===== EXTRACTED INFORMATION =====
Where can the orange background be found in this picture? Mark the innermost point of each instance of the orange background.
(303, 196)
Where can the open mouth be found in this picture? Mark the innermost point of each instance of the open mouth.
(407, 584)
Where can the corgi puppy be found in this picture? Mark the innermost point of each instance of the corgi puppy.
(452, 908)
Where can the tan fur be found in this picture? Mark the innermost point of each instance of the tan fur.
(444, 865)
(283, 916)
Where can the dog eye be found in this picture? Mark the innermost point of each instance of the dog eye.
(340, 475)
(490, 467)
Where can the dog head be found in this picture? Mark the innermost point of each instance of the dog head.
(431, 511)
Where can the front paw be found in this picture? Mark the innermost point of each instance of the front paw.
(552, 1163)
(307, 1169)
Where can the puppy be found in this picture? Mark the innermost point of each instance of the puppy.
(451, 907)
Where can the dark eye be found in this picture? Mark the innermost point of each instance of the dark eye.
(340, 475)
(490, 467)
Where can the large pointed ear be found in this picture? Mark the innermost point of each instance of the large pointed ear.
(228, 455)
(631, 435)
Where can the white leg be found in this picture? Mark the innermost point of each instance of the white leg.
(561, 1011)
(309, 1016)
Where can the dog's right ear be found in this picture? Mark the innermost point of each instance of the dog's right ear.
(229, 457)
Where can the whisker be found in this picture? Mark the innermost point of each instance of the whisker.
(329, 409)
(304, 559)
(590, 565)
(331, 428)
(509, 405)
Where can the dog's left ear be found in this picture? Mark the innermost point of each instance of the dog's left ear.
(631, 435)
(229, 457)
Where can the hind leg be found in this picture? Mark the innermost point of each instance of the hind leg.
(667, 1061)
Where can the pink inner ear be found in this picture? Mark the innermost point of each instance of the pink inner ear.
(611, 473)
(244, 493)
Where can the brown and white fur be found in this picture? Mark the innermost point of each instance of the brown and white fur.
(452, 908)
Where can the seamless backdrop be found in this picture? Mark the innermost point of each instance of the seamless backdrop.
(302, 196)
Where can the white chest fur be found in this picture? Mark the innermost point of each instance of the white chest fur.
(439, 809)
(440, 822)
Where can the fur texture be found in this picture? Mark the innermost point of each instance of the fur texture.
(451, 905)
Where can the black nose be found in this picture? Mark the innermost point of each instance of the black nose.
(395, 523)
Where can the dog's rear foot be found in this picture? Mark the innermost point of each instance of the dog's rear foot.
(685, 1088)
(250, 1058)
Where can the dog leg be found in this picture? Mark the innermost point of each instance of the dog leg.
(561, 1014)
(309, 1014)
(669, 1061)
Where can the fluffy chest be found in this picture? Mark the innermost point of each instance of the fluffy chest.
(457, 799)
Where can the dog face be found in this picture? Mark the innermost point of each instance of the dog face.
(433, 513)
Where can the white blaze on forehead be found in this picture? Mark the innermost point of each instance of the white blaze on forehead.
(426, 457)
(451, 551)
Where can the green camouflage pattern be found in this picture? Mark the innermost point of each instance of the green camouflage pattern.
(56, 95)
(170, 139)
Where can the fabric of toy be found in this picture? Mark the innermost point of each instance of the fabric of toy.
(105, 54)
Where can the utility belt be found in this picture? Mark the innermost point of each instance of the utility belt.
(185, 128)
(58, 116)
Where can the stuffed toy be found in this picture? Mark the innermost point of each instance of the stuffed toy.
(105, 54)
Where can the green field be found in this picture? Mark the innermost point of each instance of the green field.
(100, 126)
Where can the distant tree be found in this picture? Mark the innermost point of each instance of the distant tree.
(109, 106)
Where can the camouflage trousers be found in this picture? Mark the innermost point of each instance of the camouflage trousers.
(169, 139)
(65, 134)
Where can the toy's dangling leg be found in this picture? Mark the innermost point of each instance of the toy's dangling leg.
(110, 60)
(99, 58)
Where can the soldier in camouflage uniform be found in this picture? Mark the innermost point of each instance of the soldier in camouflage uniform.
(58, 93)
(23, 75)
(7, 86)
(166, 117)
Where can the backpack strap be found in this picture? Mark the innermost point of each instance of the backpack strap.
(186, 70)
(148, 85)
=====
◆ **DESCRIPTION OF THE TASK**
Reproduce everything from the line containing "Where can the white leg" down to the line containing "(667, 1061)", with both of those lines included, and leave out all other lines.

◆ **EXPECTED ANSWER**
Where can the white leg be found in this picture? Mark the innermost point of each instance of the white leg.
(561, 1011)
(309, 1016)
Where can the dog's right ear be found in this picture? Mark the innermost point of each instance of the dog's right ear.
(229, 457)
Where can the whisker be found in this picture? Mark the innermost point of each instance of the whisker.
(329, 409)
(304, 559)
(590, 565)
(331, 428)
(509, 405)
Where can the dog's left ear be found in this picture? Mark the innermost point of each instance of the dog's left ear.
(631, 435)
(229, 457)
Where can the hind leg be found in this picture? Mark the innermost point of each instance of the hind leg.
(667, 1061)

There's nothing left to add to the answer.